§ **Passage to read**
--------------------------------------------------

Taming the Beast: Integrating with Legacy Mainframe Applications
Summary: Distributed midrange technology must not only coexist with, but must also integrate with and leverage, mainframe assets. (9 printed pages)
"Program—A set of instructions, given to the
computer, describing the sequence of steps the computer performs in order to
accomplish a specific task. The task must be specific, such as balancing your
checkbook or editing your text. A general task, such as working for world
peace, is something we can all do, but not something we can currently write
programs to do."
–Unix User's Manual, Supplementary Documents
A long, long time ago, I was working in the R & D division of a major global financial institution. Microsoft Internet Explorer 4.0 had just been released, and we were discovering cool things that could be done with DHTML, ActiveX Controls, and DirectX. My group was working on creating a kiosk-based banking solution, in which people could walk in; chat with a banker over video; fill out a form; open an account; make a deposit in the account; and leave with a valid, working ATM card—all within 15 minutes. We did mock-ups and trial runs. We built the entire front end, stored data that was collected from forms into a Microsoft SQL Server database, and used that to emboss test ATM cards. We wowed the business with our demos.
Everything was going great, until someone asked, "How are you going to get this thing working for real?" At that point, all conversation died. Jaws dropped. An uncomfortable silence took over. The problem was that the account-opening, customer-management, and accounts-receivable platforms were all on IBM 390 mainframe systems. No one on our team knew anything about mainframes. Our prototypes were built without any requirements around sending data to mainframe applications. We had spent a significant amount of money building this prototype, and we knew that if we could not get this working, we were at serious risk of losing our jobs.
Finally, our manager stepped in. He ventured, "This is a proof-of-concept. The plumbing is not all hooked up. As R&D, we have proved that this concept can be done. Now, we will have to work with the project teams to hook up the plumbing, and get this thing talking to the mainframe systems. That is a lot of grunt work, but not rocket science. You will have our estimates by the end of the week."

--------------------------------------------------

§ **Data taken from a collection**
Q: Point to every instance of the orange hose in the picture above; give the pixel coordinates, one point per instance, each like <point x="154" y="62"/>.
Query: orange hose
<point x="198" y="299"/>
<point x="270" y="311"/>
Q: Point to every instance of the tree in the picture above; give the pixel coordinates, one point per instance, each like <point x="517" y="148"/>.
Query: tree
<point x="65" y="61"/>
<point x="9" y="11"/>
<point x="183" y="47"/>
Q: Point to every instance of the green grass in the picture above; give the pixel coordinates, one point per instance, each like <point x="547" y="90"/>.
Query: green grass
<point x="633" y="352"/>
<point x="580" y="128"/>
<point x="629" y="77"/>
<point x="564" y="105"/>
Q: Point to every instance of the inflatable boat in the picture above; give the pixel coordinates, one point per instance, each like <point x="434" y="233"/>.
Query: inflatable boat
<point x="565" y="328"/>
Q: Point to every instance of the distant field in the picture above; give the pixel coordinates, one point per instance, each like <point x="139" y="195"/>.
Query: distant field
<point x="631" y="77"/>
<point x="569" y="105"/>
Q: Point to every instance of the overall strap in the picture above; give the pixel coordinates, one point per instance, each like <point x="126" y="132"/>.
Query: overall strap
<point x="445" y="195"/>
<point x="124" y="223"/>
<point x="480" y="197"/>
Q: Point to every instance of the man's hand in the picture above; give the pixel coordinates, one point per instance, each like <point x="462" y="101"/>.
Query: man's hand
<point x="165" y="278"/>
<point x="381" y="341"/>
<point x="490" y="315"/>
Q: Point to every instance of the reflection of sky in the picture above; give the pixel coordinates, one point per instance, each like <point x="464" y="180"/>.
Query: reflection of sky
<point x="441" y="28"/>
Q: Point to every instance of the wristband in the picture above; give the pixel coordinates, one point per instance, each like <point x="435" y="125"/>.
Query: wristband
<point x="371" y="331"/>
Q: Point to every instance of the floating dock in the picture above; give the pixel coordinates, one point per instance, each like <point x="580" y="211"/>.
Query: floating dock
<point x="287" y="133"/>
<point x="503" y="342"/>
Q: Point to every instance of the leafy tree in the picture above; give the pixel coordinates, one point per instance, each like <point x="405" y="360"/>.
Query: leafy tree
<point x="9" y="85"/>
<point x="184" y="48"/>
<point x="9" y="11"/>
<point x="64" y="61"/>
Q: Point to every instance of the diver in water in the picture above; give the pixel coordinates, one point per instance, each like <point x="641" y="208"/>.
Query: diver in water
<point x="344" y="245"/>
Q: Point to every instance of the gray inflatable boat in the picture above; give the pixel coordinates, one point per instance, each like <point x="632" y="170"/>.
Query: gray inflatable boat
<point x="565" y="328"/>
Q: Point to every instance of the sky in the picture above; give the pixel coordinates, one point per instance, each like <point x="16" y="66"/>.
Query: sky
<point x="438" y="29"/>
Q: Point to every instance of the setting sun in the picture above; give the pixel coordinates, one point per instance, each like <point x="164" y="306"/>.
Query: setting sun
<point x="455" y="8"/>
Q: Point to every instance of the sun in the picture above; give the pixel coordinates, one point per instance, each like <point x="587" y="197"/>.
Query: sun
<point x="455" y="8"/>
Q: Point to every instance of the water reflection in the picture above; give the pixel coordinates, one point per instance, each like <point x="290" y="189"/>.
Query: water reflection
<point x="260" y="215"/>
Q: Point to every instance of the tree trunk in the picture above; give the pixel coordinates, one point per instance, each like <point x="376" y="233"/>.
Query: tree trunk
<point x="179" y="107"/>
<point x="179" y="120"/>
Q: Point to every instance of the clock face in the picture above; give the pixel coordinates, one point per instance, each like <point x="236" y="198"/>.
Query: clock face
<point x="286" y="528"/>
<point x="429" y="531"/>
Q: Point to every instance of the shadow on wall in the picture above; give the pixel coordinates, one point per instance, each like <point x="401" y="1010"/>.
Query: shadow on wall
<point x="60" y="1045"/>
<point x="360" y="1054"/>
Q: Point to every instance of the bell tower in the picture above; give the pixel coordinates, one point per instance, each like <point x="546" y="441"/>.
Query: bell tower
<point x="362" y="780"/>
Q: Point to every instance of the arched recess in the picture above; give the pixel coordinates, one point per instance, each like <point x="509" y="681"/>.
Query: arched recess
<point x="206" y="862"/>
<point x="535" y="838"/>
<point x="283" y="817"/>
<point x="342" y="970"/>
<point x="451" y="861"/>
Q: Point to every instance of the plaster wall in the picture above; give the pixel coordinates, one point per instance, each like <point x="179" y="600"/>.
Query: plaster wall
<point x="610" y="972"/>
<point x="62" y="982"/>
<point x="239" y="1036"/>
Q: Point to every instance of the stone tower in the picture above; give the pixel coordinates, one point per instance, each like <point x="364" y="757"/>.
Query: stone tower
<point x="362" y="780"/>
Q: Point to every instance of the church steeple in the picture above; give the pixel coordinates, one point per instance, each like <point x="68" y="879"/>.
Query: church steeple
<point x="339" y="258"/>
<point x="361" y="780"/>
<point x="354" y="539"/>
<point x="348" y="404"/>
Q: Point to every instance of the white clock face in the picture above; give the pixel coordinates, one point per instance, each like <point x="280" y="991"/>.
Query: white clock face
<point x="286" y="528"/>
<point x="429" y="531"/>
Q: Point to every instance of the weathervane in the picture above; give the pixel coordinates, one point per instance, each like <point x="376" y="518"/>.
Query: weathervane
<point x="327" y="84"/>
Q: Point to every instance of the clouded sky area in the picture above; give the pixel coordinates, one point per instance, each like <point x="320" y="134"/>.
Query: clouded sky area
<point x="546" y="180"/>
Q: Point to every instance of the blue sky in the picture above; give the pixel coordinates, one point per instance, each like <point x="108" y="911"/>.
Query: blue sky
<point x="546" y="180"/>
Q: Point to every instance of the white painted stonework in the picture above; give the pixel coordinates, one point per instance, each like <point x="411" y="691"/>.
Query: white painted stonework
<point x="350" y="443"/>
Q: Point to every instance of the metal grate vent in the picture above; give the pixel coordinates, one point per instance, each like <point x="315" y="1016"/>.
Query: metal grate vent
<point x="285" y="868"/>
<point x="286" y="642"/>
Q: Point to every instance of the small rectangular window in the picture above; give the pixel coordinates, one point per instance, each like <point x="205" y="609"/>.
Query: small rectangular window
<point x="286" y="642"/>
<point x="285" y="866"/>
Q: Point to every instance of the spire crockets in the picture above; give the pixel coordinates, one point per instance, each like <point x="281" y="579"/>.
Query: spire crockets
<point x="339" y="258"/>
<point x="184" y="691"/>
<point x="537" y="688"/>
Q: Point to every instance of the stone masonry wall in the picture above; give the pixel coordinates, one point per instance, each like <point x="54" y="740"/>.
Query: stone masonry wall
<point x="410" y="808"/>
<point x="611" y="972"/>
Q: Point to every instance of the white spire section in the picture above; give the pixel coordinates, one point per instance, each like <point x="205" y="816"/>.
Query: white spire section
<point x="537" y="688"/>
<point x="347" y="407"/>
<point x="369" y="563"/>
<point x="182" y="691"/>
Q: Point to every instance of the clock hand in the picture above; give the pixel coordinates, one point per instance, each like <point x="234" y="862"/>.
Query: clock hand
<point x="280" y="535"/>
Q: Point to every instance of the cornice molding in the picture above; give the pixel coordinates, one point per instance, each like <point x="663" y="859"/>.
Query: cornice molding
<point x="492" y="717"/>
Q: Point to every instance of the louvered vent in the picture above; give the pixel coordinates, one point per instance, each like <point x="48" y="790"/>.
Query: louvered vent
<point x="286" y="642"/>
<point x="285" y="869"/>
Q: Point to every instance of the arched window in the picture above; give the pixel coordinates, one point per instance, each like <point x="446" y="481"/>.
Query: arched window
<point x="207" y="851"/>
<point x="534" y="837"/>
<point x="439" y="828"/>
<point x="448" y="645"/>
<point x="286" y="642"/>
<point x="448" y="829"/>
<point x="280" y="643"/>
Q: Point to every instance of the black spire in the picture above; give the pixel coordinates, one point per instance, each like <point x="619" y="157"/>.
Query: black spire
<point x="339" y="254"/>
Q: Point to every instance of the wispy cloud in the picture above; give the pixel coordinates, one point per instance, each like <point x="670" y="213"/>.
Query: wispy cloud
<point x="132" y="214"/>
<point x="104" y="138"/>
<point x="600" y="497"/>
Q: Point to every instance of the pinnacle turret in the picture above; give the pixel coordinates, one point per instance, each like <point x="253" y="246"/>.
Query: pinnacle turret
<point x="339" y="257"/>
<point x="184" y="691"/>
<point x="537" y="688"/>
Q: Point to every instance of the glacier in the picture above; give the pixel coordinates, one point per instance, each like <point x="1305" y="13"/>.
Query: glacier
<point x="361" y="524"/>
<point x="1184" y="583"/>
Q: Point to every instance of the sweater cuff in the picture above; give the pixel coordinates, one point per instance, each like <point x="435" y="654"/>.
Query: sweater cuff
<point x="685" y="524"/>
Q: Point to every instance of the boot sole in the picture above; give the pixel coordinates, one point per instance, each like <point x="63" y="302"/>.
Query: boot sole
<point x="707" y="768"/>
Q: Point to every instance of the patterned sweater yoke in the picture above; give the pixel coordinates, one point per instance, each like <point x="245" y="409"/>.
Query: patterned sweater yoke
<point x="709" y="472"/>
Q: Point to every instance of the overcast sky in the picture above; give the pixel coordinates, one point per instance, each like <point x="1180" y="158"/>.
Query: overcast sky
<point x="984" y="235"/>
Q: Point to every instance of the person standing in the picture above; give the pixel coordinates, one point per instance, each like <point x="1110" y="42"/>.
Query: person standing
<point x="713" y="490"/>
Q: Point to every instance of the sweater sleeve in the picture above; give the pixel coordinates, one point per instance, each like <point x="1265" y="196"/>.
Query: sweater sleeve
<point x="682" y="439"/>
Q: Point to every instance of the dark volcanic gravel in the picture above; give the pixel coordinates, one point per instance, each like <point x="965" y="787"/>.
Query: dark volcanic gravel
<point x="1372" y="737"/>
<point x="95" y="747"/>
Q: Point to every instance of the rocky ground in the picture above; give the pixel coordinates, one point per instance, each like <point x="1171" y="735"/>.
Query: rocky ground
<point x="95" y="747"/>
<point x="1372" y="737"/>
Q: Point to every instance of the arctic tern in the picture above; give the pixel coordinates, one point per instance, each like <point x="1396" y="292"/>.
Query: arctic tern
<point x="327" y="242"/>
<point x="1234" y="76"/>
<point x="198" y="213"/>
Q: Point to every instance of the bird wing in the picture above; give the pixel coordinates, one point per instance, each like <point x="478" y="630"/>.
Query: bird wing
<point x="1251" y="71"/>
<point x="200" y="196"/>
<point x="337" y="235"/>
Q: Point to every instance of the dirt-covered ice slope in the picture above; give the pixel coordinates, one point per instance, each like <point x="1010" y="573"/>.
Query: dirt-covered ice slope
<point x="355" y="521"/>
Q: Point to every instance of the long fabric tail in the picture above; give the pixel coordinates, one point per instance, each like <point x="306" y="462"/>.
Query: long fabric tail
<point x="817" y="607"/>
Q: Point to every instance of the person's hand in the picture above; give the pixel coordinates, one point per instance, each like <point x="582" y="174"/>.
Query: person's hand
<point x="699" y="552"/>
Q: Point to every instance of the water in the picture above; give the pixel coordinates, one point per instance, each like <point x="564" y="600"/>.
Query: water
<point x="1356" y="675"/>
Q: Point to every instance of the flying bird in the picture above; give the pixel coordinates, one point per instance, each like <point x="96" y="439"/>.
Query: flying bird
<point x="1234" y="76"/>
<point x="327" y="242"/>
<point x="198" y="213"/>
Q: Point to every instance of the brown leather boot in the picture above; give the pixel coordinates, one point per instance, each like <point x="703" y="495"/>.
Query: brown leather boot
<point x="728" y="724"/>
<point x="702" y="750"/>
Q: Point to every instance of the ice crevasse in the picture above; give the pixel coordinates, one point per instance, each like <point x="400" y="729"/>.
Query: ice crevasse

--------------------------------------------------

§ **Task requirements**
1. Could you edit the stretch of the mainframe integration article from "Taming the Beast: Integrating" through "(9 printed pages)", writing "departmental" in place of "midrange"?
2. Could you resume the mainframe integration article from where it stops?

§ **Responses per task**
1.
Taming the Beast: Integrating with Legacy Mainframe Applications
Summary: Distributed departmental technology must not only coexist with, but must also integrate with and leverage, mainframe assets. (9 printed pages)

2.
Some adroit verbal footwork saved the day. However, we had a lot of work to do. After the demo, we had a team meeting. For the next three months, all leaves were cancelled; we were told that we would have to work evenings and weekends.
For our team, the big problem was a total lack of knowledge and awareness of mainframes. To remedy that, a flurry of activity began. Action teams were formed. Consultants were hired. Experts from different parts of the country flew in. The overall design was divided and carved out to different teams composed of people with different backgrounds: distributed, mainframe, and enterprise application integration (EAI).
Slowly, a picture of the problem emerged. We (midrange systems) knew when to send data to mainframes. The mainframe experts knew what to do with that data. The missing piece was how data would get to the mainframe applications, and how that data would come back to the midrange systems. Adding to the problem was the fact that large chunks of activity on the mainframe systems happened in end-of-day batches, while our requirement was to issue an ATM card in 15 minutes.
It is surprising how many times otherwise well-planned projects end up being less than successful, due to the lack of consideration of integration issues. It is even more surprising how many such issues involve the integration of mainframe systems with midrange environments. Considering the large mainframe asset base that enterprises have, every architect at some point has to develop solutions that involve mainframe systems.
Given the pressure to deliver that entire project teams—and, by association, architects—feel, mainframe integration often gets the short shrift during project conceptualization and design, which results in costly rework (or even redesign) during integration testing. However, this need not necessarily be the state of affairs. Mainframe integration is like world peace in the preceding quote: a general task that does not automatically happen; it must be planned for. With a little consideration up front, mainframe integration can be made as streamlined as the integration of distributed components—without rework or headaches.
Architecting solutions to enterprise-level requirements in current times requires engaging a variety of components that are deployed in a wide spectrum of environments. In most enterprises, mainframes are workhorse systems that run the majority of business transactions. On the other hand, customer interfaces through Web sites and IVRs (telephone systems), customer-service applications, enterprise resource planning (ERP), customer-relations management (CRM), supply-chain management (SCM) applications, and business-to-business (B2B) interactions are usually on distributed systems.
Any (conscious) activity that is performed to allow data transfer and logic invocation between distributed and mainframe systems is mainframe integration. This article will discuss only IBM mainframes that run a derivative of the MVS operating system.
There are a lot of companies that built and sold mainframe machines. However, IBM mainframes are currently dominant, with approximately 90 percent of the market share. The operating system that is most prevalent on IBM mainframes is MVS or a descendant (OS/390 or z/OS). For a good introductory article on mainframes, check out the Further Study section.
There is some ambiguity over whether IBM systems that run an OS like AS/400 or TPF are mainframe systems, or whether they should be considered midrange systems. These systems will not be explicitly discussed, although techniques that we discuss in this article might be applicable to these systems, in some cases.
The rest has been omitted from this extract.